=== Task brief ===
Please switch "safety boot" to "work boot" in the records, beginning at the line that has "Warehouse pick-planner input: mark the safety" and stopping after the last line of the records. Write those lines out again with nothing else changed.

=== Material provided ===
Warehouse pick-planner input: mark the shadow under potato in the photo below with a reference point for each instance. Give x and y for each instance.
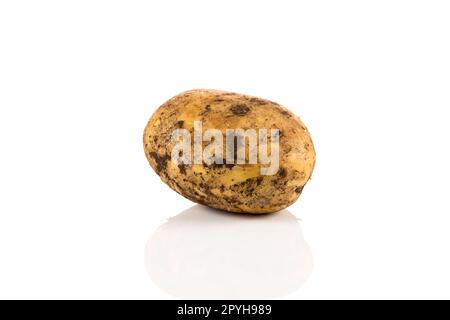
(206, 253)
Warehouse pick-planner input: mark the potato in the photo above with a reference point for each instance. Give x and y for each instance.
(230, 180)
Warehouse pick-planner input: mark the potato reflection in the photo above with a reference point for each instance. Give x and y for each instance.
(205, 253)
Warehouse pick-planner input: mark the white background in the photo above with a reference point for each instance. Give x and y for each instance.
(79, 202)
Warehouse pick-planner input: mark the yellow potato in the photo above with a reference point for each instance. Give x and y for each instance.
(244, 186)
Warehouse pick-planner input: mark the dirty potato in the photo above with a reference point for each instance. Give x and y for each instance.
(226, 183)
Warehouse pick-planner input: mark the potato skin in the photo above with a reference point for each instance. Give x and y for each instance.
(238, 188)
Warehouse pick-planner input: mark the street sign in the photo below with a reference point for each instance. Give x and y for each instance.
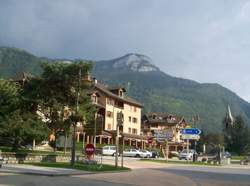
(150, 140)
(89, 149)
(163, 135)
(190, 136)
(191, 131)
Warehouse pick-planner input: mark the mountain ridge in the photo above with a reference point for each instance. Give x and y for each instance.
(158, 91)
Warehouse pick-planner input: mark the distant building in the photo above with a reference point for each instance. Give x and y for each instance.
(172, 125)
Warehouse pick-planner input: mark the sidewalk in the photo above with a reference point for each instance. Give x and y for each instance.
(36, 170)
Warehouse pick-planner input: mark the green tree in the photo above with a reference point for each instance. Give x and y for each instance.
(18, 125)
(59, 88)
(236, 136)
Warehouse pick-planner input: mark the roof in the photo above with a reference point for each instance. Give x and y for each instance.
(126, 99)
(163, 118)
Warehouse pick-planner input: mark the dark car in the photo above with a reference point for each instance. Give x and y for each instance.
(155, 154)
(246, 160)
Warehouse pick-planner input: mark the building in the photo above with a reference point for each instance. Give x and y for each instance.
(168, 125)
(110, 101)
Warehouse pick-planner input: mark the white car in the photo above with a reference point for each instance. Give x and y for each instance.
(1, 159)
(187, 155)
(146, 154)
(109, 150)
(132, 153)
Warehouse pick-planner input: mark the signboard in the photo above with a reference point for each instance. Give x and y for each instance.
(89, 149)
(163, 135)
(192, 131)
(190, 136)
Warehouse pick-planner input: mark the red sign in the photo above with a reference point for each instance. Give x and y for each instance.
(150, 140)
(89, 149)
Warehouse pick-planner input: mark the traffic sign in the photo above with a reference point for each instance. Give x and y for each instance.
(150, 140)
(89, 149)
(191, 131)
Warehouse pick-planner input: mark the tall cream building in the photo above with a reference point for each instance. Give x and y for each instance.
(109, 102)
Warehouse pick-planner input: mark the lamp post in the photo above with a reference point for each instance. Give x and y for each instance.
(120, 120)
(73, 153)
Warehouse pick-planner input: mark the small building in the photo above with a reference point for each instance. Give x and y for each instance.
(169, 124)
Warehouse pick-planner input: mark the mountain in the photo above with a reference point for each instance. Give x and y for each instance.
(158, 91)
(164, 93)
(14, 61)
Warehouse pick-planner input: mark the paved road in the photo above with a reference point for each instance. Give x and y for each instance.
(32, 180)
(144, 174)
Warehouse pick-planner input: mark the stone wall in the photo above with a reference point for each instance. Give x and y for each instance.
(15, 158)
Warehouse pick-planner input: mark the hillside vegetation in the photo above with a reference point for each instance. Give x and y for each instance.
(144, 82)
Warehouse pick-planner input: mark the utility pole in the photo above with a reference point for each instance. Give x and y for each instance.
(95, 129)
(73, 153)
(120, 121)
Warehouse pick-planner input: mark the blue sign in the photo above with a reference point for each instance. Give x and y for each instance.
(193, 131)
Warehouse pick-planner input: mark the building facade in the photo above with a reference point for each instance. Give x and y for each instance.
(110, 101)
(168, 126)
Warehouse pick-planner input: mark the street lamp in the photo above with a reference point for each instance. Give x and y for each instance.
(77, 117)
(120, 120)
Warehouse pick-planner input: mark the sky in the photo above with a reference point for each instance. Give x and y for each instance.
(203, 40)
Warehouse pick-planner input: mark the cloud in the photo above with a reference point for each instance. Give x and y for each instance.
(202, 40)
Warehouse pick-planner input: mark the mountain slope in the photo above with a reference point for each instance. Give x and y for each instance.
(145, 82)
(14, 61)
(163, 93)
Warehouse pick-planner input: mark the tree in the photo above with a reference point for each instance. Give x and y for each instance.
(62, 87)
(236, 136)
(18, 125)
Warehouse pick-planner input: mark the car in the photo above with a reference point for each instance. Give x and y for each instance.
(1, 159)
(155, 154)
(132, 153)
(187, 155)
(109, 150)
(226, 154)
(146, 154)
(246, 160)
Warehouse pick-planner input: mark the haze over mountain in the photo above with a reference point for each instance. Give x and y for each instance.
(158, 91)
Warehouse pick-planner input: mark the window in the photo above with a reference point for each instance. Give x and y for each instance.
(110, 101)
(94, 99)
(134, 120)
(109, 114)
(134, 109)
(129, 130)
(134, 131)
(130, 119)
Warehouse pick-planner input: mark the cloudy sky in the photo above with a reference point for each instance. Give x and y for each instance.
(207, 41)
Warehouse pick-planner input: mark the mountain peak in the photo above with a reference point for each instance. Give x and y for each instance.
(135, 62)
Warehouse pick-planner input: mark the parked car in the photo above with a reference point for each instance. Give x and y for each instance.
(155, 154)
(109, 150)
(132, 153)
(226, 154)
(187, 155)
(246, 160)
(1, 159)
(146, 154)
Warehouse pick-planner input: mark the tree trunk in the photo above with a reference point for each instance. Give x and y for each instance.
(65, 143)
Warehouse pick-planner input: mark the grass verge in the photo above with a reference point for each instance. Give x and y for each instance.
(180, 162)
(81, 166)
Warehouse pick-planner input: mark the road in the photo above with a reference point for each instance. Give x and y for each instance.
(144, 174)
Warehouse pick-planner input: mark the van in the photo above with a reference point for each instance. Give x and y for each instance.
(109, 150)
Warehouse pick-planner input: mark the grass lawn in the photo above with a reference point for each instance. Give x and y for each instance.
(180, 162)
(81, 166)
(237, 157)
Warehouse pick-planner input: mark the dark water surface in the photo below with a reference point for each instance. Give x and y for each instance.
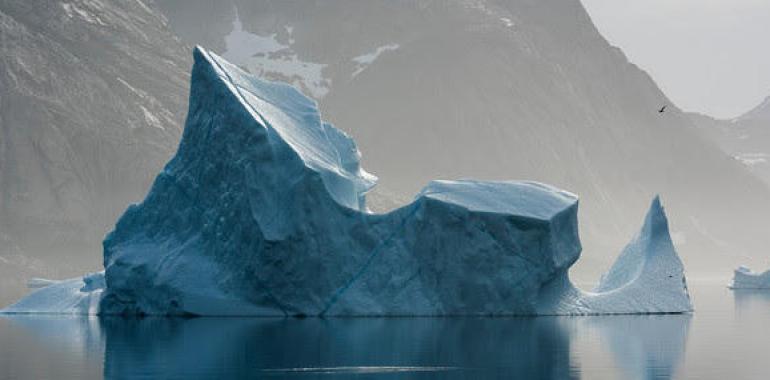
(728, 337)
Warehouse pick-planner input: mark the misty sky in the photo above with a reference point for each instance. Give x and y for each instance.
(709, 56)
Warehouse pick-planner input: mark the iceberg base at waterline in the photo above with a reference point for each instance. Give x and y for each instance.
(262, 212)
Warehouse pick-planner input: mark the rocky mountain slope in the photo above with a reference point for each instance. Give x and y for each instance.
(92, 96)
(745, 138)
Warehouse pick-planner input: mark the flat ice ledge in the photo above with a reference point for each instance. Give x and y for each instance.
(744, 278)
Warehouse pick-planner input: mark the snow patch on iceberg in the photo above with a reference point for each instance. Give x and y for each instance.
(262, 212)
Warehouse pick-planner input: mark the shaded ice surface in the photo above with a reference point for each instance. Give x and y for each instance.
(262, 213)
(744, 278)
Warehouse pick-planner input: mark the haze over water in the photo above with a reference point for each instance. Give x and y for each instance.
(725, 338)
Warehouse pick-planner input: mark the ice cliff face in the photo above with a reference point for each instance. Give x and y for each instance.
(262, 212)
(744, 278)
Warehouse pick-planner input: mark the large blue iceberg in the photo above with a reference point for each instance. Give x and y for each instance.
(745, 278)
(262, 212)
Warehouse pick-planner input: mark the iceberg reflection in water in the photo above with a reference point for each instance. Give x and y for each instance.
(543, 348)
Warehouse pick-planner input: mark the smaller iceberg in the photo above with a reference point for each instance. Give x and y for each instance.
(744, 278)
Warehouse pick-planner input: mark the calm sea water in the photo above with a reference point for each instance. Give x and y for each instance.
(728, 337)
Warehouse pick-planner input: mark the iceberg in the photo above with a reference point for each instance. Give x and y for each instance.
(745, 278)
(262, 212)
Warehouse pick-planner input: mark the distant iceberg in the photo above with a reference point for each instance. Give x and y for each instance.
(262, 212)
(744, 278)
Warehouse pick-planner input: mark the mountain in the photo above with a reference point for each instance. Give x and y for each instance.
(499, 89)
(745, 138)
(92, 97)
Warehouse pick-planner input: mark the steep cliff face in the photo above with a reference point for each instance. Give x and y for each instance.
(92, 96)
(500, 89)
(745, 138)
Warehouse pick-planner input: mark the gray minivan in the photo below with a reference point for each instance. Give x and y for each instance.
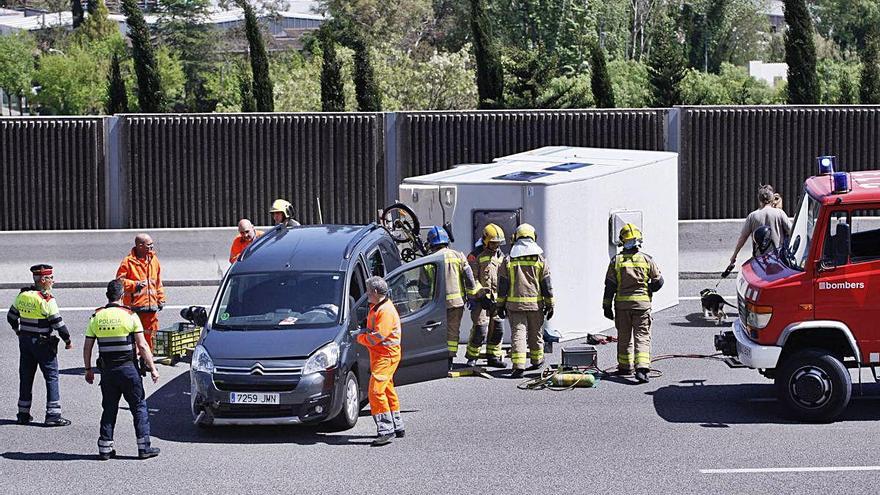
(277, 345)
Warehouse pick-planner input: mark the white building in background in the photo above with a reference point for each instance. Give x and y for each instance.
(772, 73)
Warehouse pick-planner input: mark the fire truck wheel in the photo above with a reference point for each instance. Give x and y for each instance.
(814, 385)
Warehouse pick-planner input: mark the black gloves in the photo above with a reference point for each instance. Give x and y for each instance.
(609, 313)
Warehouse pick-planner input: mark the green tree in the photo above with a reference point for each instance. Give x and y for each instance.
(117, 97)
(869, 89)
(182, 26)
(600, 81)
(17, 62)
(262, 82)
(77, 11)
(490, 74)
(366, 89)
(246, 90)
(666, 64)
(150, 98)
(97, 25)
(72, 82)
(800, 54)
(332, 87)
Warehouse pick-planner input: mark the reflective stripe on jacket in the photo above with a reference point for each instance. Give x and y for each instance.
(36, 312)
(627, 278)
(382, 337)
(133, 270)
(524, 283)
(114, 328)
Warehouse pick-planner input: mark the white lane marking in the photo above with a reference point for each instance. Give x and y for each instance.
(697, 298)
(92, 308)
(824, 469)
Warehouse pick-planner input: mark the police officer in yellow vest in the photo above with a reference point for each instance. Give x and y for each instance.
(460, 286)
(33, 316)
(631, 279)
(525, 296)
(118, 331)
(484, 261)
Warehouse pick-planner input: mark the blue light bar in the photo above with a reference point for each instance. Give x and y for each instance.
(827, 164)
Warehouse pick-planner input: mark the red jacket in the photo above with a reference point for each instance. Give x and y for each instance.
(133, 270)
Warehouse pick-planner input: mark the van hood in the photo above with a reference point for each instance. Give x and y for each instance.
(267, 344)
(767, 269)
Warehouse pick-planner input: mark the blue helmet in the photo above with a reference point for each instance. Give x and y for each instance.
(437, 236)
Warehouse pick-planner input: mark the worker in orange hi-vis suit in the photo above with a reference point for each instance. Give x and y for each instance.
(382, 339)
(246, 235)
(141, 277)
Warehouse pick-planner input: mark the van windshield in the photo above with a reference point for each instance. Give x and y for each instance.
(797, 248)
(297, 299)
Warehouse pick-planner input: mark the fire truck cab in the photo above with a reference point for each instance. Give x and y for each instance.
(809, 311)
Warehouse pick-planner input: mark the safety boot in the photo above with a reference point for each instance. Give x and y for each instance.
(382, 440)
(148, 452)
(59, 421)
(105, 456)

=== Exercise solution ===
Warehouse pick-planner input: mark the work boot in the photo above with a reference point for each instance. Give x and y for each instance.
(382, 440)
(148, 452)
(59, 421)
(105, 456)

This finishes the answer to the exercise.